• [Task directions] Show every line of the records below that contains the word "spectator", copying each one in full.

• [Excerpted records]
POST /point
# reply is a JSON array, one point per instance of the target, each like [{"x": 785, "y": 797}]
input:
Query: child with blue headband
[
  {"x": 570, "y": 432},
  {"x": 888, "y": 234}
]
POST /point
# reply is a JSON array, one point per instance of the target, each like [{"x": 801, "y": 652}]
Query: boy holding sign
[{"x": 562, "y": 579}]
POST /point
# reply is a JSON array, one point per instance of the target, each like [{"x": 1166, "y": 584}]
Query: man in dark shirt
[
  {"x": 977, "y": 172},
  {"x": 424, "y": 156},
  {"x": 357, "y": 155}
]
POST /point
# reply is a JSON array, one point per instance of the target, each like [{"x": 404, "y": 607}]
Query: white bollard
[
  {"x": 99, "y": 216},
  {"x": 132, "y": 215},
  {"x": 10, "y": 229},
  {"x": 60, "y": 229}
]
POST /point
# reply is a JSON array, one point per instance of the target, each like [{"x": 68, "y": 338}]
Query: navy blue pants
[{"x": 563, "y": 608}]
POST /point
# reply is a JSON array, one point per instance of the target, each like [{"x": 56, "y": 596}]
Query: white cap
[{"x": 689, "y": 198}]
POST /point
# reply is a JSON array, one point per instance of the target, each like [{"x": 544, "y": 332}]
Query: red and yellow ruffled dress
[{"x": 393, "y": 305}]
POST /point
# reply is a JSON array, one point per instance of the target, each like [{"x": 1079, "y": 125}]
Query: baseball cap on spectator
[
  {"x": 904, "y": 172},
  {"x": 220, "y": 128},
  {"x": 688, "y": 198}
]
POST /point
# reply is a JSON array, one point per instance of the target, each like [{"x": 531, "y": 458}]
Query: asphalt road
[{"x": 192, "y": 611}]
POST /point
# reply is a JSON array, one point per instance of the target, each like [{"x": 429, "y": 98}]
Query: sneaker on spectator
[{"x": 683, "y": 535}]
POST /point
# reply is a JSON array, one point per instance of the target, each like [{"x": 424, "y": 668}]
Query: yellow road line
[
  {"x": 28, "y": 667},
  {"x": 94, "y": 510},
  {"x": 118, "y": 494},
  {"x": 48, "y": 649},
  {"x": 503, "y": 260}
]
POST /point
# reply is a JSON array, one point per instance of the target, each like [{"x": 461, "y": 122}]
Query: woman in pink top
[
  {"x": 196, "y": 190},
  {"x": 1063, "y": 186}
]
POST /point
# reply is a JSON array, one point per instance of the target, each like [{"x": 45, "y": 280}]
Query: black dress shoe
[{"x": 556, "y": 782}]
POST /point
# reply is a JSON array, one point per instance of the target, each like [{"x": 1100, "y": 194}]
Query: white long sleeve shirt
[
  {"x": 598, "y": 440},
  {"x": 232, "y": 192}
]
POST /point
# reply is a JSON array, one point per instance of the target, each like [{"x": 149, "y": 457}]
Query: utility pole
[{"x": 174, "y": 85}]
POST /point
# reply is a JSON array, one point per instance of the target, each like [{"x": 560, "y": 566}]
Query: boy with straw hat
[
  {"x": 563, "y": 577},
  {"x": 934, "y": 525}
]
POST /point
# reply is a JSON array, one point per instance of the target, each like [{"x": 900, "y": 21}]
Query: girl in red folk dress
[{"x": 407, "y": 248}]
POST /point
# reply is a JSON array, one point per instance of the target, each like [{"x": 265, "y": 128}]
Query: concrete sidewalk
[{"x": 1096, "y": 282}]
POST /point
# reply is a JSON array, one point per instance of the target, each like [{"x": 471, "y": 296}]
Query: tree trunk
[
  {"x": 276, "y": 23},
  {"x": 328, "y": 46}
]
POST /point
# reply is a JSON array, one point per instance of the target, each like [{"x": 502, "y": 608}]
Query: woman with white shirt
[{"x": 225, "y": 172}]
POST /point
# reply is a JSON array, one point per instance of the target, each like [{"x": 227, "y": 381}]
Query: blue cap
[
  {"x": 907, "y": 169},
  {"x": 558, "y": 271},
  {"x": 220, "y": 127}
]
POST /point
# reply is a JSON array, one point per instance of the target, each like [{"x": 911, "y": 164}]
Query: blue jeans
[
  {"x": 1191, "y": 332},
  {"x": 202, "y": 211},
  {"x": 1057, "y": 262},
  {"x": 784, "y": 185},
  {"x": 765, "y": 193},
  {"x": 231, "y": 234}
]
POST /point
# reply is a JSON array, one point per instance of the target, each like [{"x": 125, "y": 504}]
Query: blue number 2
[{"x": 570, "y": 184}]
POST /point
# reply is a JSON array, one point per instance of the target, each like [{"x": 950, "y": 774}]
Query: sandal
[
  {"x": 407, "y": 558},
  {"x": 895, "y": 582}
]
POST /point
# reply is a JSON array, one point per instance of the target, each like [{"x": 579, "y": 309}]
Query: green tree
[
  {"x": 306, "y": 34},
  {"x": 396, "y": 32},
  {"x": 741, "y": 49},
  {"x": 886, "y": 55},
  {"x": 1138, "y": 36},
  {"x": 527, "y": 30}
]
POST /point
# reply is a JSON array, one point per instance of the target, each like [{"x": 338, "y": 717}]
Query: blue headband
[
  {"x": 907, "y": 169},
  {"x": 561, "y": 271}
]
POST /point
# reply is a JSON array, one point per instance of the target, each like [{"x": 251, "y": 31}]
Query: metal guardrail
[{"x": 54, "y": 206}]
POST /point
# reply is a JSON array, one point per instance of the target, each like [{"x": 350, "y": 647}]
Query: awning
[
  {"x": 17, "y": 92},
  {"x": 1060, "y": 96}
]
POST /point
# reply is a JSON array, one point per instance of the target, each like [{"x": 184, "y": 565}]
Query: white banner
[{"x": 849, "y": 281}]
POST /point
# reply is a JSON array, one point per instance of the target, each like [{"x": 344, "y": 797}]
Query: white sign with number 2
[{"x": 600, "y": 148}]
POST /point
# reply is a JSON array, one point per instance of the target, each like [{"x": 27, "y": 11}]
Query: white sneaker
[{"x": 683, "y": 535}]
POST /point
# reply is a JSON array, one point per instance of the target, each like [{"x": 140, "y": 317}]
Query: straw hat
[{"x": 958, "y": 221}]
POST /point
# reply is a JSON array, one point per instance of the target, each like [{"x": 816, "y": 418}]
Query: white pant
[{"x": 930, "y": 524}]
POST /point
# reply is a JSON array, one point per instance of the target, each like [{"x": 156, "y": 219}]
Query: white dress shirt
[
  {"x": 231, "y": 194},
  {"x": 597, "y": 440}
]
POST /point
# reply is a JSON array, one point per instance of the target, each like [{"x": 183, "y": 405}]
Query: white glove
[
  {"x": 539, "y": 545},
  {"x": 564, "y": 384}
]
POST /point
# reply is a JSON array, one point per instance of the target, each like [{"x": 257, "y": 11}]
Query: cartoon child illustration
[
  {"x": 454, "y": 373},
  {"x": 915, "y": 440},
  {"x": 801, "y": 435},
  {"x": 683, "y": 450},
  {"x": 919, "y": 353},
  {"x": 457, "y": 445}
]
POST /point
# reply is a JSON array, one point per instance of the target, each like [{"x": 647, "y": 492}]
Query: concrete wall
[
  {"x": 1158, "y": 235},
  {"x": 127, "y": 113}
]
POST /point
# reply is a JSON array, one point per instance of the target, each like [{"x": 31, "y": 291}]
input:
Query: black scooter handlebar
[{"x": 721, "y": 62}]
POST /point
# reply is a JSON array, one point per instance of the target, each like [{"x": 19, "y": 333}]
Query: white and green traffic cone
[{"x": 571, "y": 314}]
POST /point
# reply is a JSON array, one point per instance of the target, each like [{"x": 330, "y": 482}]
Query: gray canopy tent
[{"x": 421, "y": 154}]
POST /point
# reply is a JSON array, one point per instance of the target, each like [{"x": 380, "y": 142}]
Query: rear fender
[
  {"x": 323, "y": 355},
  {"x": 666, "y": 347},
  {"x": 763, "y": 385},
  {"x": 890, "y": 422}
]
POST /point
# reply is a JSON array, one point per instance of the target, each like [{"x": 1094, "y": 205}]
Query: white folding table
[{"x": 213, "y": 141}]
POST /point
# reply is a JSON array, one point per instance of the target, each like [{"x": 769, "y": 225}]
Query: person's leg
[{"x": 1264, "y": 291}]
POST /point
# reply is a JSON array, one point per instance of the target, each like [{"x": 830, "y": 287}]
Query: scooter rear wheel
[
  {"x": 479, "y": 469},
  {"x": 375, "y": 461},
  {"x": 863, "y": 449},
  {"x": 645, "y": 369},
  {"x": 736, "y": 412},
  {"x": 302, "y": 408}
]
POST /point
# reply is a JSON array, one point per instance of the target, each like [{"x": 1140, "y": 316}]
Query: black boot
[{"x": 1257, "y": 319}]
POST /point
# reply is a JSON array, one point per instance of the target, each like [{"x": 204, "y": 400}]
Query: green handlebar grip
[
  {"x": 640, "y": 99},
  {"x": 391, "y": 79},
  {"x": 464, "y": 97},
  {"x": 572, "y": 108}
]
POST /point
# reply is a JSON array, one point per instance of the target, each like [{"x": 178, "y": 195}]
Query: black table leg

• [Exercise solution]
Query: baseball cap on spectator
Query: sneaker on spectator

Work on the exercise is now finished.